• [Problem to work on] Print every line of the material below verbatim, leaving out the pictures.

• [Recorded information]
= = =
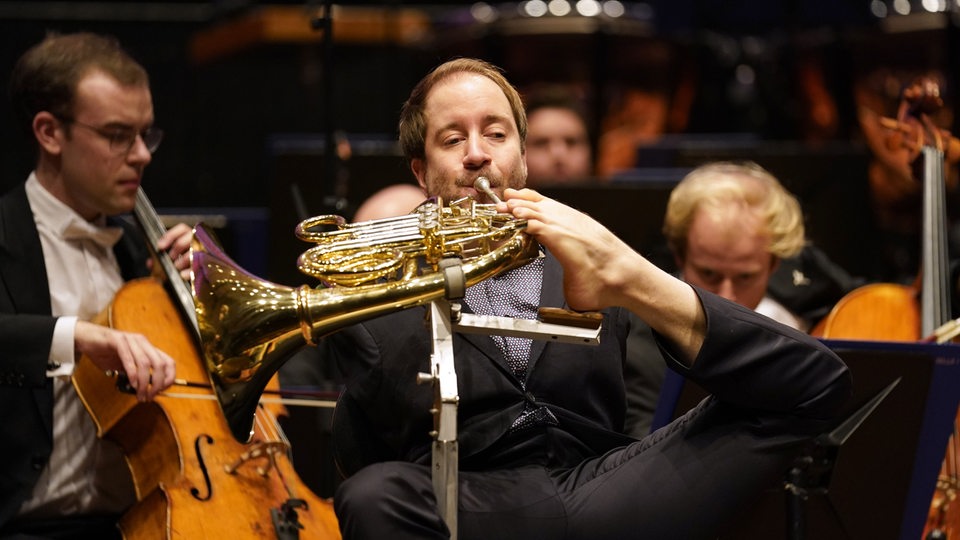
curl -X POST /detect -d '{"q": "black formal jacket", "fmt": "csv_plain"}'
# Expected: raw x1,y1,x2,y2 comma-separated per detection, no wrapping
0,184,148,527
325,251,850,474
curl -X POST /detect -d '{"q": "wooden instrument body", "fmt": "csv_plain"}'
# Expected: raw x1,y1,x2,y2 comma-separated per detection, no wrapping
73,186,340,540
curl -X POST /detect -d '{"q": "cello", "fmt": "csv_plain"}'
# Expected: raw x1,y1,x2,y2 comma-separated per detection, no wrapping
73,190,340,540
811,78,960,540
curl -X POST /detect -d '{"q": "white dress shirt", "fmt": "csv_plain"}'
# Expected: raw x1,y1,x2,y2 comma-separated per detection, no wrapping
19,174,135,518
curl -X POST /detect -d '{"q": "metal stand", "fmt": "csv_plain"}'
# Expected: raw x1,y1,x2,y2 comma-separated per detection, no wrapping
784,378,900,540
417,261,600,540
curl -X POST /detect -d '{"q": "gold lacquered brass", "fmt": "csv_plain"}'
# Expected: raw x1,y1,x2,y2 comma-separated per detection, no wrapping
190,199,539,442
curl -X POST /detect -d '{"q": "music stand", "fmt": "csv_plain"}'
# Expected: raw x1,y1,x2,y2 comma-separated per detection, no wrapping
654,340,960,540
783,377,900,540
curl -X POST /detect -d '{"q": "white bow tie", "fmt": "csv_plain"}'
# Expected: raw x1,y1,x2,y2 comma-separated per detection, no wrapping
63,219,123,249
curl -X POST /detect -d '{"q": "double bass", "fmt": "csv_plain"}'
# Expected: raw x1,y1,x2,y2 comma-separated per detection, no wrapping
811,78,960,540
73,190,340,540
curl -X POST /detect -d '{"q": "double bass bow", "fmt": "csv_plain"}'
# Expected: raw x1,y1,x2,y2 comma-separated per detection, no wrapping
73,190,340,540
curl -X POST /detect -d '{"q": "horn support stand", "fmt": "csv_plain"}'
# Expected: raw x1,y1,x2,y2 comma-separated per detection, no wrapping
417,259,601,540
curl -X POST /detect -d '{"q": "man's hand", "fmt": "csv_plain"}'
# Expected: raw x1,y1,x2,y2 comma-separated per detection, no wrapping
498,189,706,364
74,321,175,401
151,223,193,281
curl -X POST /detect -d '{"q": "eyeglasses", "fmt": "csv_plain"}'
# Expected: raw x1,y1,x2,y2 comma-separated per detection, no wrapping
61,118,163,154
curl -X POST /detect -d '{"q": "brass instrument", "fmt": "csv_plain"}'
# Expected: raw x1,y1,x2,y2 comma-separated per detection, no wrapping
190,198,539,442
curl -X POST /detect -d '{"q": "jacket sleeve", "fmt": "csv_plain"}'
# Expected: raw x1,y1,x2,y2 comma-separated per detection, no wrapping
657,290,852,432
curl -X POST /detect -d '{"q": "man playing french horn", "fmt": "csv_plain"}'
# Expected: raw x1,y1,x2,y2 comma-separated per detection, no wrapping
314,59,851,540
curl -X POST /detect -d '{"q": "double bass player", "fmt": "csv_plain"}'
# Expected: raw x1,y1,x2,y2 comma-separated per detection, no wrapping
0,33,192,538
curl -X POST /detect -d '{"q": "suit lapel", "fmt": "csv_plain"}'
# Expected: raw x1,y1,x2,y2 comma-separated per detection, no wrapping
0,184,50,315
527,251,566,373
460,252,566,382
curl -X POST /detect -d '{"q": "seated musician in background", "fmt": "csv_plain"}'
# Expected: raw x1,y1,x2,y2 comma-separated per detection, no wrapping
353,184,426,221
525,86,593,187
0,33,191,538
625,162,857,437
324,59,851,540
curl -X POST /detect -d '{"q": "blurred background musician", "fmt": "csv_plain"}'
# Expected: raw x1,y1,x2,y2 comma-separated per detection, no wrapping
0,33,191,538
524,85,593,188
624,162,858,438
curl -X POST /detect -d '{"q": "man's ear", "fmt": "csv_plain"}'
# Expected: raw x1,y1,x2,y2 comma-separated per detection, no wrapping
410,158,427,193
33,111,64,155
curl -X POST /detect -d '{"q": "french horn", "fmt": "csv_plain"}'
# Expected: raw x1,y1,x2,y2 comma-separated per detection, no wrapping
190,198,539,442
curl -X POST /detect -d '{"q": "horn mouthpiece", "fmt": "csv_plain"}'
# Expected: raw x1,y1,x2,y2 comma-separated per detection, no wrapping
473,176,502,204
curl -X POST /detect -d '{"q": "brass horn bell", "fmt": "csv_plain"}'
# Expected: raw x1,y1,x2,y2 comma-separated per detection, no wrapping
190,198,539,442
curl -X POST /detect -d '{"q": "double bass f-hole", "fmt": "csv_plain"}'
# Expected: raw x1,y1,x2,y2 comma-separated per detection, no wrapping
73,188,340,540
190,433,213,502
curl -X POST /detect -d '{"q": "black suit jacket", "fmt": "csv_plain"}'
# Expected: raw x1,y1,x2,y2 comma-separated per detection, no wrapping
0,184,149,527
327,251,849,474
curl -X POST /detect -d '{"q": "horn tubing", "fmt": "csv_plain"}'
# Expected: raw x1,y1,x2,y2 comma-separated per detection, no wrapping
191,221,539,442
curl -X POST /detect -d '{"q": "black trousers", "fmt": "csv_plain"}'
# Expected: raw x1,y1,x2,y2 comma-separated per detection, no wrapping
334,398,808,540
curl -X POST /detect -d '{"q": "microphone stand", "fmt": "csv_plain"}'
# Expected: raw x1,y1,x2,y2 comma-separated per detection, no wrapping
784,377,900,540
304,0,348,219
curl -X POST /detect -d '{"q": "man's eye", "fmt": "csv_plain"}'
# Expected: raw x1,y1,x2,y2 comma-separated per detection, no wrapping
= = =
• [Answer to this exercise]
curl -X POST /detect -d '{"q": "black formal jacket", "fmt": "csv_plain"}'
# Expected: raw x1,y1,x2,y2 comma-separated per detection, no wrapping
0,184,148,527
325,251,850,474
curl -X POST /detect -d '{"q": "wooden instrument body", "fmt": "csv_plain"}'
# Expected: raw x1,y1,x2,y2 comma-separated per detection, no wrapping
73,186,340,540
curl -X POST /detect -d '{"q": "cello", "fmt": "csv_plain"}'
# Expected: raw x1,y1,x2,y2 comma-separated per detection, no wrapping
73,190,340,540
811,78,960,540
curl -X POST /detect -d '{"q": "white dress shirt", "fmt": "csv_plain"}'
# Expected: raw x1,y1,x2,y2 comma-separated per detection, no wrapping
19,174,135,518
curl -X POST /detect -d '{"q": "metal stand", "fmt": "csv_plain"}'
# Expected: raw x1,y1,x2,y2 comma-separated per detection, no wrapping
784,378,900,540
417,261,600,540
curl -X POST /detect -d '{"q": "gold lacquered brass", "fmt": "csv_plain"}'
# Expected: raw x1,y1,x2,y2 comma-separated per detection, no wrapping
190,199,539,442
curl -X POST /detect -d '{"q": "music stand", "fmt": "csv_plain"}'
# Expected: raw x1,y1,x2,y2 comma-separated per detection, no wrapping
654,340,960,540
783,377,900,540
curl -X POST /detect -d '{"q": "white bow tie", "fmt": "csv_plain"}'
# Expected: raw x1,y1,x2,y2 comma-separated per detection, no wrapping
63,219,123,249
curl -X POST /detect -d '{"q": "double bass", "fmt": "csv_plain"}'
# Expected: raw x1,y1,x2,y2 comma-separated per detection, no wrapping
811,78,960,540
73,190,340,540
curl -X POST /detect -d '{"q": "double bass bow", "fmt": "csv_plain"}'
# Expected: raw x1,y1,x2,y2 comma-separated per detection, no wrapping
73,190,340,540
curl -X POST /detect -d '{"q": "horn support stand", "fmt": "csv_plain"}'
# Expected: raw x1,y1,x2,y2 comma-separated per detection, no wrapping
417,259,601,540
curl -X POST /detect -d '{"q": "man's hand", "fmt": "csv_plain"}'
# Expected: raw x1,y1,x2,y2 comma-separated per detection, no wrapping
498,189,706,364
74,321,175,401
151,223,193,281
curl -X POST /detect -d '{"q": "eyeglasses", "fmt": "csv_plain"}'
# Expected: raw x1,y1,x2,y2 comma-separated per detection, no wrapping
61,118,163,154
curl -X POST /detect -d '{"q": "brass instrument", "fmt": "csv_plain"}'
# Expected: raw x1,y1,x2,y2 comma-separated per detection, no wrapping
190,198,539,442
curl -X POST /detect -d '{"q": "jacket sleeve", "fmt": "csv_plain"}'
# Expected: raw x1,y1,x2,y2 comma-separated per detection, no wrapping
657,290,852,432
curl -X POST /detect -d '{"q": "man playing french horn", "fmt": "csv_plain"}'
# Expected: raw x1,y1,x2,y2 comma-separated per detection, no wrapping
314,59,851,540
curl -X POST /detect -d '{"q": "double bass player", "fmt": "csv_plain"}'
# Expected: raw x1,y1,x2,y2 comma-separated per detection, no wrapping
0,33,192,538
curl -X POST /detect -d '{"q": "suit lapel", "fmt": "csv_plain"}'
# Expected: raw x1,y1,x2,y2 comma-separated per detection, no wrapping
0,184,50,315
527,251,566,373
460,252,566,382
curl -X POST /detect -d '{"q": "seated musician in background", "fmt": "csv_plain"}'
# Expected: raw x1,y1,x2,y2 comma-separated per detection, no wrapping
353,184,426,221
525,86,593,187
0,33,191,538
625,162,857,437
324,59,851,540
curl -X POST /detect -d '{"q": "blurred background musician", "fmt": "csv_plain"}'
# Expected: raw x1,y1,x2,y2 comma-separated per detection, no wrapping
0,33,191,538
524,85,593,188
624,162,858,438
curl -X POST /detect -d '{"q": "man's ear", "fmt": "csv_plain"}'
# Expected: raw x1,y1,x2,y2 comma-separated per detection, no wrapping
410,158,427,193
33,111,64,155
curl -X POST /detect -d '{"q": "french horn", "fmt": "csv_plain"}'
# Expected: raw x1,y1,x2,y2 comma-separated per detection, no wrapping
190,198,539,442
curl -X POST /detect -d '{"q": "horn mouthpiece", "fmt": "csv_plain"}'
# Expected: raw x1,y1,x2,y2 comma-separated per detection, no wrapping
473,176,502,204
curl -X POST /detect -d '{"q": "brass horn bell", "fmt": "csv_plain"}'
# Expected: raw x1,y1,x2,y2 comma-separated per detection, no wrapping
190,198,539,442
curl -X POST /detect -d '{"q": "double bass f-hole", "fmt": "csv_plain"}'
# Expected: raw x1,y1,x2,y2 comma-separated per detection, no wrapping
73,188,340,540
190,433,213,502
curl -X POST /detect -d '{"q": "black suit jacket", "fmt": "csv_plain"}'
# Expected: raw x1,y1,x2,y2 comma-separated per detection, no wrapping
0,184,149,527
327,251,849,474
curl -X POST /detect -d '{"q": "horn tubing", "fmt": "csv_plain"}'
# Expected: raw x1,y1,x2,y2 comma-separated per detection, no wrapping
191,221,539,442
curl -X POST /detect -d '{"q": "black trousers", "fmt": "csv_plain"}'
# Expected: raw x1,y1,x2,y2 comma-separated per detection, no wrapping
334,398,808,540
curl -X POST /detect -d '{"q": "microphone stand", "fmt": "csv_plain"}'
# Expected: raw x1,y1,x2,y2 comma-separated per detection, no wrapping
784,377,900,540
304,0,348,219
curl -X POST /detect -d '{"q": "man's eye", "fmt": "csv_plain"}'
# Expected: raw x1,y1,x2,y2 comma-separated per detection, no wrapping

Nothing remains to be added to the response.